• **Goal of the exercise**
Copy the records below exactly as they are written.

## begin Records for this exercise

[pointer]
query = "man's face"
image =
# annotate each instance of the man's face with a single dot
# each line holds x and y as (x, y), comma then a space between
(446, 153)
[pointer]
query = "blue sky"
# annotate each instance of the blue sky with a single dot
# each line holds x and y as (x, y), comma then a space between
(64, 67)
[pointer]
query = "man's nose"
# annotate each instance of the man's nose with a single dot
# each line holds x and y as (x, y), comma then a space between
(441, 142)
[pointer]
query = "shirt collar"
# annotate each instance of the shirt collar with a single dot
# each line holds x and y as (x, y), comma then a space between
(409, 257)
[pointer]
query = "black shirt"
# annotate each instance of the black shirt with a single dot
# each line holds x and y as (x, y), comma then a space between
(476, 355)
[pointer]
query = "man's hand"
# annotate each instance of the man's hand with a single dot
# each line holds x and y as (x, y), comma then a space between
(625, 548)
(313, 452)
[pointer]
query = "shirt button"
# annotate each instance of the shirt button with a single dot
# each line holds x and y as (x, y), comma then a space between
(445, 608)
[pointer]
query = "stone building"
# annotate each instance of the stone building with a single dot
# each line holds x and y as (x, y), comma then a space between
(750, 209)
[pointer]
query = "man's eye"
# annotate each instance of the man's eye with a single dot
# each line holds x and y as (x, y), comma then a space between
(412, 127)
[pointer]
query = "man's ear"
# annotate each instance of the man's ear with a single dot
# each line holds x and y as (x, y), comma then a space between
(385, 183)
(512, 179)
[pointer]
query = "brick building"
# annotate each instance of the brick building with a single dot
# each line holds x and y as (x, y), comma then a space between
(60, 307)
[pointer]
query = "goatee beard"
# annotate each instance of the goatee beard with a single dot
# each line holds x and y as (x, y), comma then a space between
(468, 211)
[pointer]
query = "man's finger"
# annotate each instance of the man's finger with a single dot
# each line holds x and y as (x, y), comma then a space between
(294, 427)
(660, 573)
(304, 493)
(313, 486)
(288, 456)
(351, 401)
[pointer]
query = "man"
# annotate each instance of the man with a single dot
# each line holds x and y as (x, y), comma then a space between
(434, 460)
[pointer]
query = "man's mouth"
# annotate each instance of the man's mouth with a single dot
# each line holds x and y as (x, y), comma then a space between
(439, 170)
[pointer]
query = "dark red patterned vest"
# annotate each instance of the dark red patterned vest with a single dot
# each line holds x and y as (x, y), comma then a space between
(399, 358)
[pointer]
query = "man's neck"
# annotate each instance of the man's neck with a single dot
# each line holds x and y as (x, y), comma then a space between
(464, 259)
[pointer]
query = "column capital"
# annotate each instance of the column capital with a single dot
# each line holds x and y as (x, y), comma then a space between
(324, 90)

## end Records for this exercise

• **Answer to the task**
[pointer]
query = "man's face"
image =
# annotate each instance of the man's face with a single dot
# each line holds x and y as (x, y), comma then a space between
(446, 153)
[pointer]
query = "blue sky"
# annotate each instance of the blue sky with a single dot
# each line holds x and y as (x, y), comma then a space between
(64, 67)
[pointer]
query = "man's nose"
# annotate each instance of the man's nose with a single dot
# each line holds x and y as (x, y), comma then a space between
(441, 142)
[pointer]
query = "shirt collar"
# annotate each instance of the shirt collar with a single dot
# each line holds x and y as (x, y), comma then a space between
(409, 257)
[pointer]
query = "black shirt"
# annotate each instance of the black shirt with a single dot
# each line holds x and y as (x, y), comma then a space between
(476, 355)
[pointer]
query = "man's hand"
# annotate each instance of the man's hand with a single dot
# each line holds x and y as (x, y), comma then a space between
(625, 548)
(313, 452)
[pointer]
query = "shirt button"
# annotate each instance of the shirt button with a single dot
# each line holds x and y as (x, y), comma then a space between
(445, 608)
[pointer]
query = "stone building"
# annotate each instance of the stone building with a single dot
# each line holds x and y as (x, y), comma then a space between
(750, 209)
[pointer]
query = "man's eye"
# annotate each instance of the man's eye with a single dot
# each line holds x and y as (x, y), comma then a space between
(412, 127)
[pointer]
query = "man's ear"
# annotate each instance of the man's ear with a single dot
# each line holds x and y as (x, y), comma then a space between
(385, 183)
(512, 179)
[pointer]
query = "brick building"
# annotate each instance of the brick building with a single dot
# each line holds x and y as (x, y), comma then a space between
(60, 307)
[pointer]
query = "goatee beard"
# annotate each instance of the goatee beard with a single dot
# each line holds x and y as (x, y), comma then a space between
(468, 211)
[pointer]
query = "man's finger"
# annotate each instance of the man's finger with a single dot
# each line holds x and y as (x, y), comma then a space between
(294, 427)
(660, 573)
(304, 493)
(313, 486)
(288, 456)
(351, 401)
[pointer]
query = "man"
# annotate each instance of the man with a single dot
# each line holds x and y as (x, y), comma then a space between
(434, 460)
[pointer]
query = "man's mouth"
# annotate each instance of the man's mouth with a single dot
# each line holds x and y as (x, y), comma then a space between
(439, 170)
[pointer]
query = "dark red patterned vest"
# annotate each instance of the dark red patterned vest with a single dot
# each line holds x and y as (x, y), comma then a space between
(399, 358)
[pointer]
query = "man's neck"
# annotate each instance of the man's neck with a single dot
# each line holds x and y as (x, y), comma then a space between
(464, 259)
[pointer]
query = "column capital"
# annotate each instance of the column capital with a single dot
# each line holds x and y as (x, y), comma then a space between
(324, 90)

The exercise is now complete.